● **Exercise objective**: Would you restate all the data that follows, word for word?

— Begin —

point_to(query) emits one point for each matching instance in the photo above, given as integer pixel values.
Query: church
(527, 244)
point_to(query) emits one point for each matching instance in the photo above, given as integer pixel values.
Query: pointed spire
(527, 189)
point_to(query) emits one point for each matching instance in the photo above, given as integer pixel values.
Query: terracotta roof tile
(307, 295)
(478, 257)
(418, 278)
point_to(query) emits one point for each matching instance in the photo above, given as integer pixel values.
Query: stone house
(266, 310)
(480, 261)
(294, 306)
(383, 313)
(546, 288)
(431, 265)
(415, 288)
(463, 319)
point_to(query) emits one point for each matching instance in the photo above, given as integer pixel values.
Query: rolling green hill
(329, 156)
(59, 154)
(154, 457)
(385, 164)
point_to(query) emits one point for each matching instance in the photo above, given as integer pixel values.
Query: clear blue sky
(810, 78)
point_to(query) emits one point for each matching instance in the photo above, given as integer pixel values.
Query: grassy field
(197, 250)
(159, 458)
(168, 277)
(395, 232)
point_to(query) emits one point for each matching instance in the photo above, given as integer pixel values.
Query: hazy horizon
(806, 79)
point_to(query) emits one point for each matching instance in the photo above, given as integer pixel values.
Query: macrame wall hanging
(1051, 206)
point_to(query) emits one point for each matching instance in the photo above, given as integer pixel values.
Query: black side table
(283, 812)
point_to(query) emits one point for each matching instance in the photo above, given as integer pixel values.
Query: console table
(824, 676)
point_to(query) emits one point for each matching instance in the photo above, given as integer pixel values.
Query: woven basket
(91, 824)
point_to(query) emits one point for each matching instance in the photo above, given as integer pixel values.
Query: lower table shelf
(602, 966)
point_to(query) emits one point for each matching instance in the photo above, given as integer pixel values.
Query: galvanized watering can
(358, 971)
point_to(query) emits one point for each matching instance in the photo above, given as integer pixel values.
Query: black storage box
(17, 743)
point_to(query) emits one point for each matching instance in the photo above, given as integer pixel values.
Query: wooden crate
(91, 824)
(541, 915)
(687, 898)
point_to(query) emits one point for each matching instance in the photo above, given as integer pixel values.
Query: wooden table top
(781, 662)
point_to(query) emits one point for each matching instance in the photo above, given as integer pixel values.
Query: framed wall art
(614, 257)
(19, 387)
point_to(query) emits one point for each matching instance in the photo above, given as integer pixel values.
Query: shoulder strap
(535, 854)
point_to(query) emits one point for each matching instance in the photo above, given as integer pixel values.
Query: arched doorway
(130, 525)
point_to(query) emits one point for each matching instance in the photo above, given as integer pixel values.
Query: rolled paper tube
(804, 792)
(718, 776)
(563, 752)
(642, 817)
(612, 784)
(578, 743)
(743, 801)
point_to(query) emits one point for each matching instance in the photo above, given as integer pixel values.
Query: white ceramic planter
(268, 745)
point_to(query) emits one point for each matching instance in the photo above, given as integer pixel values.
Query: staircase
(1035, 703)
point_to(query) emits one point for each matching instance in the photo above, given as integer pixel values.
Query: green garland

— End —

● **Problem solution**:
point_to(query) emits one point for each matching instance in the photo above, given as integer pixel values.
Query: church
(527, 244)
point_to(query) emits one point for each matching instance in the photo above, given as integer pixel values.
Query: pointed spire
(527, 189)
point_to(query) emits one point for each matching instance in the photo above, given as integer pixel values.
Query: terracotta roof tile
(307, 295)
(478, 257)
(418, 278)
point_to(query) emits one point for each matching instance in the photo above, given as integer pixel values.
Query: stone house
(266, 310)
(480, 261)
(294, 306)
(383, 313)
(546, 288)
(431, 265)
(415, 288)
(463, 319)
point_to(query) emits one point for each matching instance in the photo above, given as integer pixel values.
Query: rolling green hill
(329, 156)
(59, 154)
(154, 457)
(385, 164)
point_to(query) emits one point for each matching instance in the photo above, given as integer pixel values.
Query: clear blue sky
(810, 78)
point_to(query) emits one point for each matching instance in the photo above, given as integer pixel values.
Query: grassy field
(197, 250)
(159, 458)
(168, 277)
(395, 232)
point_to(query) emits one point for each matching instance in the photo above, given as integer pixel values.
Query: hazy horizon
(806, 79)
point_to(query) emits one point for each matching instance in the photo above, given as integer pixel values.
Query: macrame wall hanging
(1051, 206)
point_to(query) emits one point for each matching instance in the photo above, given as integer pixel values.
Query: black side table
(283, 812)
point_to(query) emits one point for each matching instance in the photo above, given as integer pixel values.
Query: console table
(824, 676)
point_to(query) emits one point for each matching instance in the photo above, given as integer pixel values.
Query: woven basket
(91, 824)
point_to(query) emits one point for each matching instance in the photo above, given as integer pixel values.
Query: lower table shelf
(602, 966)
point_to(query) emits one point for each matching instance in the photo above, given as integer pixel values.
Query: galvanized watering can
(358, 971)
point_to(query) emits one point for each matching instance in the photo above, given as integer pixel values.
Query: black storage box
(17, 743)
point_to(query) emits one point for each matching instance in the photo above, given as integer pixel values.
Query: wooden crate
(91, 824)
(541, 915)
(687, 898)
point_to(query) emits one point for each matching instance in the photo above, given as integer pixel values.
Query: wooden table top
(781, 662)
point_to(query) emits one point for each matching instance in the photo above, given as integer pixel values.
Query: framed wall art
(614, 257)
(19, 387)
point_to(query) emits one point for each matching instance in the photo above, given as integer pixel values.
Query: shoulder strap
(535, 854)
point_to(query) emits one point for each matching instance in the photo above, given as integer pixel values.
Query: arched doorway
(130, 525)
point_to(query) emits one point for each matching instance in the photo above, given as integer pixel values.
Query: rolled paper tube
(804, 792)
(718, 776)
(563, 752)
(642, 817)
(612, 784)
(578, 743)
(743, 801)
point_to(query) emits one point for each matching instance in the photo above, given as integer pixel values.
Query: white ceramic planter
(268, 745)
point_to(query) emits one point for each matching instance in the photo above, given as integer pixel values.
Query: staircase
(1035, 703)
point_to(query) emits one point for each matching instance in the photo above, given as integer pixel values.
Query: green garland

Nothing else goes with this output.